TASK: Exactly the lines from the one containing "Find jersey sleeve." through the end of the data below are to be reproduced, and nothing besides them.

--*--

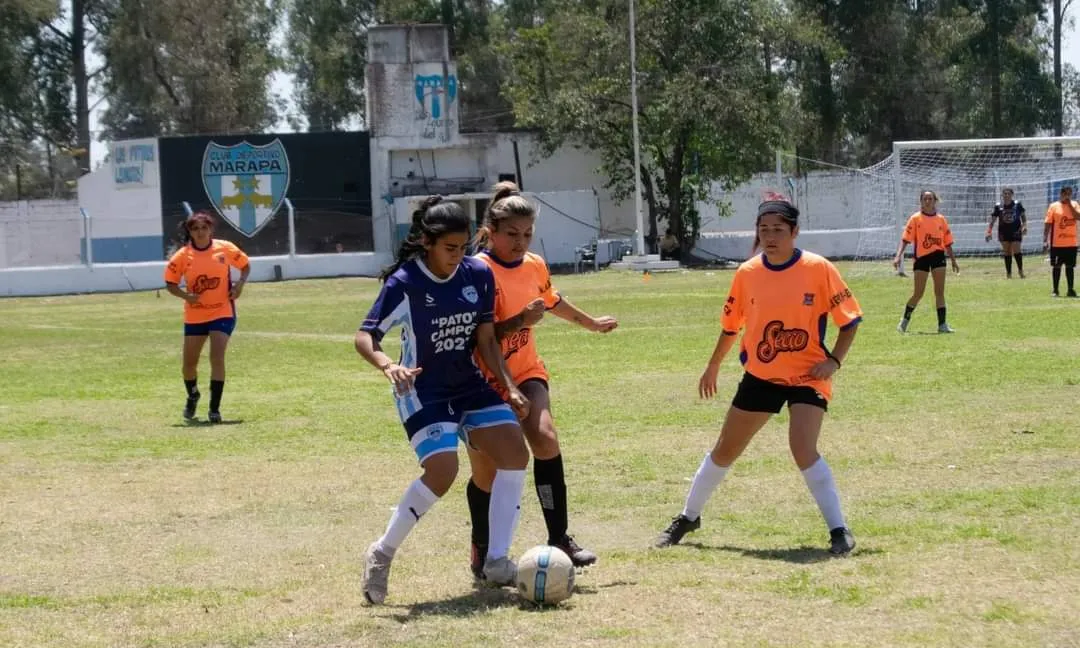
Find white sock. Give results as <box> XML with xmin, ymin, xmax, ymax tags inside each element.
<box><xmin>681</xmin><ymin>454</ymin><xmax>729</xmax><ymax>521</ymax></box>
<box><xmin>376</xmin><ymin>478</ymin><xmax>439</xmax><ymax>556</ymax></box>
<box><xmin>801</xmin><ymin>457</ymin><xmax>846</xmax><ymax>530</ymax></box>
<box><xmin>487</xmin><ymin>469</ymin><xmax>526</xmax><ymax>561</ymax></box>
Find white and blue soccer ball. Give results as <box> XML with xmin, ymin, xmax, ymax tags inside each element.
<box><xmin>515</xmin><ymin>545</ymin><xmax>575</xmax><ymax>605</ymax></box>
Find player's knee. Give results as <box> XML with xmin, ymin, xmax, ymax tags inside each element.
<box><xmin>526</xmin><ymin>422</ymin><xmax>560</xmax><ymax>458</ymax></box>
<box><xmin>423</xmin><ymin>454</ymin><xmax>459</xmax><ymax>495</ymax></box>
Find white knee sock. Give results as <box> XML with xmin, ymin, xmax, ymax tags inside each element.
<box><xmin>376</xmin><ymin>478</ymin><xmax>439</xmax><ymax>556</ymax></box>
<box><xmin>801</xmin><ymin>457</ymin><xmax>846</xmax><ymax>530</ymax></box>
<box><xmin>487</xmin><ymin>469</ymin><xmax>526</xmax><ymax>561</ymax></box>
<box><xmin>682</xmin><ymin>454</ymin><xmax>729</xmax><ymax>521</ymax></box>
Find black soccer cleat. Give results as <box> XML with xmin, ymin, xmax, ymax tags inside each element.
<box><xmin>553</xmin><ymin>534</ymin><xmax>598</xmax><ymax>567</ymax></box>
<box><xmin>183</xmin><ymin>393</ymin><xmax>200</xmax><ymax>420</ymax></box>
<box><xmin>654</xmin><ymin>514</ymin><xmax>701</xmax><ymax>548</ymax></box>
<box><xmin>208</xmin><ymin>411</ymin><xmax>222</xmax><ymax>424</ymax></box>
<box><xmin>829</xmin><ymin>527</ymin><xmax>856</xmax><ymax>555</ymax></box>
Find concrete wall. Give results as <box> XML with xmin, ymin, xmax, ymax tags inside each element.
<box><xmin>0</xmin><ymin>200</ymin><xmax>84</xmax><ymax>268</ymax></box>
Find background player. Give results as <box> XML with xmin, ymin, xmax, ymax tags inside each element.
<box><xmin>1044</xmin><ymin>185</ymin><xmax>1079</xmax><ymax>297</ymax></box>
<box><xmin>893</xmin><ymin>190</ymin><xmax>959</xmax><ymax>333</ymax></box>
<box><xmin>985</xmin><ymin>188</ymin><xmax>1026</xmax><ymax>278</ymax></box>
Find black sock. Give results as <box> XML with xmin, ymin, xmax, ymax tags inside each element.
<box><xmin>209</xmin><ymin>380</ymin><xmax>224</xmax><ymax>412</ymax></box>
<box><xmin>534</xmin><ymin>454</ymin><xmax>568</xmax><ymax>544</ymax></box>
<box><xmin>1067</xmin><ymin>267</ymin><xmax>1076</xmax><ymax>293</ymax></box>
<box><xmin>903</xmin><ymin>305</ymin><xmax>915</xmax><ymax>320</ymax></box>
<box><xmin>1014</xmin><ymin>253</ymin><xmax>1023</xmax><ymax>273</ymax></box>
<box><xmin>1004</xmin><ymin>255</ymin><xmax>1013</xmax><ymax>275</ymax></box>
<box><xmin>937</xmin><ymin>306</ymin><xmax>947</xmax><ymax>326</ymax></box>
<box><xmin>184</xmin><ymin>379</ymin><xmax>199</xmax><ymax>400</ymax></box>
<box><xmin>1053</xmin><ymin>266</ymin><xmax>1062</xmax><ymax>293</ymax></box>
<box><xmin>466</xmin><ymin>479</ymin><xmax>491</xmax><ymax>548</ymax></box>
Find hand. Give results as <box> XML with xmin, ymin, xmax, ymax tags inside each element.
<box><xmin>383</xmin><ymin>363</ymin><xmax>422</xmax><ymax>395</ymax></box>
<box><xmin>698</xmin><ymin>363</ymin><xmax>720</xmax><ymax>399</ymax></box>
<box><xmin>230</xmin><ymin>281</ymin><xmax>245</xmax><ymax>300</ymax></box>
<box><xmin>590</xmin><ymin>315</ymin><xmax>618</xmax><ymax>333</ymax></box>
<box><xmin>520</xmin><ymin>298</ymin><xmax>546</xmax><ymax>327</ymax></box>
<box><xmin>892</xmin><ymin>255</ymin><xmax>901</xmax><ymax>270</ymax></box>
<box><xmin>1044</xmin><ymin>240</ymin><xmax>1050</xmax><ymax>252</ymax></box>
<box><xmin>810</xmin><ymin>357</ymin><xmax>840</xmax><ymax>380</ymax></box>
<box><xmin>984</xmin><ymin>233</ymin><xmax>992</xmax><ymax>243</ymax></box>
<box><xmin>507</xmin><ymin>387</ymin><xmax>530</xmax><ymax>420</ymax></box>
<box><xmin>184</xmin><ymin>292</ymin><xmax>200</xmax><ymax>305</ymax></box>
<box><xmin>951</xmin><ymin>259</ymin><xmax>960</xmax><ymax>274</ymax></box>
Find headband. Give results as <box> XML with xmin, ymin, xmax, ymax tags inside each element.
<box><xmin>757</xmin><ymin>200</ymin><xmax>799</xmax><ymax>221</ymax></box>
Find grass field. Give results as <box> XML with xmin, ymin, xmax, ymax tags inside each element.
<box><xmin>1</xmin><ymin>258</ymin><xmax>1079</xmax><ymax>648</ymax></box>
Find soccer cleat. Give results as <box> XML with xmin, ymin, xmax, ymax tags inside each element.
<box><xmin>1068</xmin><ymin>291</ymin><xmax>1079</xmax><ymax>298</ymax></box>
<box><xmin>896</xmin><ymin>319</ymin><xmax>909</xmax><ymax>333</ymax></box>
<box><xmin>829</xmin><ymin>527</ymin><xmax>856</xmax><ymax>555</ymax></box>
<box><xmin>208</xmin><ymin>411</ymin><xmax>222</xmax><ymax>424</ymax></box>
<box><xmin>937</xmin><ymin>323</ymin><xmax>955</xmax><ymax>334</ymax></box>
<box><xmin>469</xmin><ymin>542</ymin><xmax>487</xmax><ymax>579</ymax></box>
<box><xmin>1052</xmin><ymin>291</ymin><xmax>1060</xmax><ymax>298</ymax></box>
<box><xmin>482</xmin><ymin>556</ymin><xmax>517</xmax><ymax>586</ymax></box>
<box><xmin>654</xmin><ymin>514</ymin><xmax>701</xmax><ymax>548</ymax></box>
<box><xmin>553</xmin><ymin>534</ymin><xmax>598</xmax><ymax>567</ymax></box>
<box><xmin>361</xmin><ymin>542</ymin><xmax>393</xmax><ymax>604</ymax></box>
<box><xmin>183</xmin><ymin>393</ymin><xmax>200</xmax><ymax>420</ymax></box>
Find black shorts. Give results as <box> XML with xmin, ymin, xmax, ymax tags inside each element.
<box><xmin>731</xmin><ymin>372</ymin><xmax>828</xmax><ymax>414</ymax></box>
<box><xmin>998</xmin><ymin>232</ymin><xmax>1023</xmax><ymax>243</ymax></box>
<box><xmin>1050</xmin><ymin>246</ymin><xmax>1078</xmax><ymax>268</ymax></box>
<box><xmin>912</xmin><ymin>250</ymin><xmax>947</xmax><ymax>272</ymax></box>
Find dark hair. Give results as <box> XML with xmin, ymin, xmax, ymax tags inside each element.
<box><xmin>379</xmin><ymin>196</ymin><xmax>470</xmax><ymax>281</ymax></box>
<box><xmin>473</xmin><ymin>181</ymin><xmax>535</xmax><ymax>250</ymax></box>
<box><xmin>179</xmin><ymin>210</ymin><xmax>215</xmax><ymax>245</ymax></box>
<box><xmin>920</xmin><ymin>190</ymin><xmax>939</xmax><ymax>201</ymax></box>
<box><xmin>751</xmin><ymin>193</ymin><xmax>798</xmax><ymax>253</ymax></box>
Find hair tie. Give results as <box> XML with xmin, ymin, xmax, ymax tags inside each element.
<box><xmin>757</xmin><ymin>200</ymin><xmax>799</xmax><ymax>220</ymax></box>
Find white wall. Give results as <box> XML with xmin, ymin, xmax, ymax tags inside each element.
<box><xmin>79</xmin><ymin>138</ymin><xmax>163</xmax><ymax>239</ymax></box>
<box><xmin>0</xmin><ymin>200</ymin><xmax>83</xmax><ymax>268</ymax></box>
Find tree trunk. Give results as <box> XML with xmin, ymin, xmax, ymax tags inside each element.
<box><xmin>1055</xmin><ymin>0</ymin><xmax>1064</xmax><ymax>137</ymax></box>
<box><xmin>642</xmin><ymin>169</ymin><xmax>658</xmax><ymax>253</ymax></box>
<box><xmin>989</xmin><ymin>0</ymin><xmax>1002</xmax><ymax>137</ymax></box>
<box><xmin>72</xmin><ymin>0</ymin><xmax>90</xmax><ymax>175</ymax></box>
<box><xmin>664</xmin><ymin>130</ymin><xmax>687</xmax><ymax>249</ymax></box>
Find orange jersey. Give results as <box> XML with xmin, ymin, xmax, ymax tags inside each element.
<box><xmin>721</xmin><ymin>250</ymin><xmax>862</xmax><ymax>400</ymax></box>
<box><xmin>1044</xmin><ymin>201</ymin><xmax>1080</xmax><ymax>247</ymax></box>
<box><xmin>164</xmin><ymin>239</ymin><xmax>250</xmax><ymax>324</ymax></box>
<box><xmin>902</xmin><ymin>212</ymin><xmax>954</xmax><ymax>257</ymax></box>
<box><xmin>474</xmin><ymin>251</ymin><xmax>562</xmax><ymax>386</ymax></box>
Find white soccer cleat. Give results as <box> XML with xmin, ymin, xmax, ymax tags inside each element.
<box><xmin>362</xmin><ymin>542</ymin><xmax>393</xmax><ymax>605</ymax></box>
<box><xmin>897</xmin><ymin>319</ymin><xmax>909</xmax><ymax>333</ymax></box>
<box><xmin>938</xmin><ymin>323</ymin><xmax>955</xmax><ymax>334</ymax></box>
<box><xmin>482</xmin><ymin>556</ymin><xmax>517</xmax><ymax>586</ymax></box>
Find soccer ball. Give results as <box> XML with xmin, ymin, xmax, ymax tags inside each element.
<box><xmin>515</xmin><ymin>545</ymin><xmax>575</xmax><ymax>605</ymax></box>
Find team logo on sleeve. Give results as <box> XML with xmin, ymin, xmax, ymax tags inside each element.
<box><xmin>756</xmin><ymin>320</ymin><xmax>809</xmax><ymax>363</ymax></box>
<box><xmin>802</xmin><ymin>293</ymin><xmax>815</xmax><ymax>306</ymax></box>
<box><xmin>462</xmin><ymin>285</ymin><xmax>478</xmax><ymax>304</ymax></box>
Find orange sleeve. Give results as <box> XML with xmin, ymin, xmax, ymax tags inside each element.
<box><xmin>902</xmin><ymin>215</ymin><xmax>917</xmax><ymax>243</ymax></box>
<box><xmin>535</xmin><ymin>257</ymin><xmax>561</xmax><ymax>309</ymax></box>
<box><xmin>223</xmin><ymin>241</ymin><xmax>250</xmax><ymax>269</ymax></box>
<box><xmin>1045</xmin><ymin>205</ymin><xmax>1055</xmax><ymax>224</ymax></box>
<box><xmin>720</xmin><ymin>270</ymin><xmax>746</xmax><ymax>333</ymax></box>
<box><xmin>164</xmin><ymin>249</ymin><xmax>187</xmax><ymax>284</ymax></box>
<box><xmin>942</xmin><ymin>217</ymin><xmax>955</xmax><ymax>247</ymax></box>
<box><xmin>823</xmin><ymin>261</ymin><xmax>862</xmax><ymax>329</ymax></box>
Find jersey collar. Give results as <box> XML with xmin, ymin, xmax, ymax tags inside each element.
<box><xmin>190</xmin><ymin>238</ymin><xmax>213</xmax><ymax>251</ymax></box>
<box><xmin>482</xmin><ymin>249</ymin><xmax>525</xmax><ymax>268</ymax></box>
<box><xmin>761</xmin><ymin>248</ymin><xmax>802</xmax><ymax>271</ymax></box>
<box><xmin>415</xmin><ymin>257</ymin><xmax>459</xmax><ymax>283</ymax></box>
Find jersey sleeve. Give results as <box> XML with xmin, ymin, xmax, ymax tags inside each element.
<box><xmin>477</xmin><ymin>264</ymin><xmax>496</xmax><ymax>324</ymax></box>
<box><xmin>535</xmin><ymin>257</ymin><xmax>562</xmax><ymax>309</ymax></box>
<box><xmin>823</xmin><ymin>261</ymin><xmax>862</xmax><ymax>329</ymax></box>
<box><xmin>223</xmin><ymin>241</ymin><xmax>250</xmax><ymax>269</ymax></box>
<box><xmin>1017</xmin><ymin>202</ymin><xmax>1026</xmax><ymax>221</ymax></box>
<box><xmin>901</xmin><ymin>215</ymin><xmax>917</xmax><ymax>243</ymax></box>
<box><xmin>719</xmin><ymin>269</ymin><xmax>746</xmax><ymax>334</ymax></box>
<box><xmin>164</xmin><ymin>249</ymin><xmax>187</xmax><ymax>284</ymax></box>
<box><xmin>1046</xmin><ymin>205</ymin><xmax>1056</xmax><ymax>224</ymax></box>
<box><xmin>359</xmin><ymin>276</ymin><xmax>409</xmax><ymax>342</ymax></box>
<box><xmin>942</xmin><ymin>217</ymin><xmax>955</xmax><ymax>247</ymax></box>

--*--

TASK RESULT:
Find jersey sleeve. Give results as <box> XML with xmin, ymin, xmax, ymax tags inside each element.
<box><xmin>477</xmin><ymin>264</ymin><xmax>496</xmax><ymax>324</ymax></box>
<box><xmin>535</xmin><ymin>257</ymin><xmax>562</xmax><ymax>309</ymax></box>
<box><xmin>823</xmin><ymin>261</ymin><xmax>862</xmax><ymax>329</ymax></box>
<box><xmin>223</xmin><ymin>241</ymin><xmax>250</xmax><ymax>269</ymax></box>
<box><xmin>1017</xmin><ymin>202</ymin><xmax>1026</xmax><ymax>221</ymax></box>
<box><xmin>901</xmin><ymin>215</ymin><xmax>917</xmax><ymax>243</ymax></box>
<box><xmin>719</xmin><ymin>269</ymin><xmax>746</xmax><ymax>334</ymax></box>
<box><xmin>164</xmin><ymin>249</ymin><xmax>187</xmax><ymax>284</ymax></box>
<box><xmin>1046</xmin><ymin>205</ymin><xmax>1056</xmax><ymax>224</ymax></box>
<box><xmin>359</xmin><ymin>276</ymin><xmax>409</xmax><ymax>342</ymax></box>
<box><xmin>942</xmin><ymin>217</ymin><xmax>955</xmax><ymax>247</ymax></box>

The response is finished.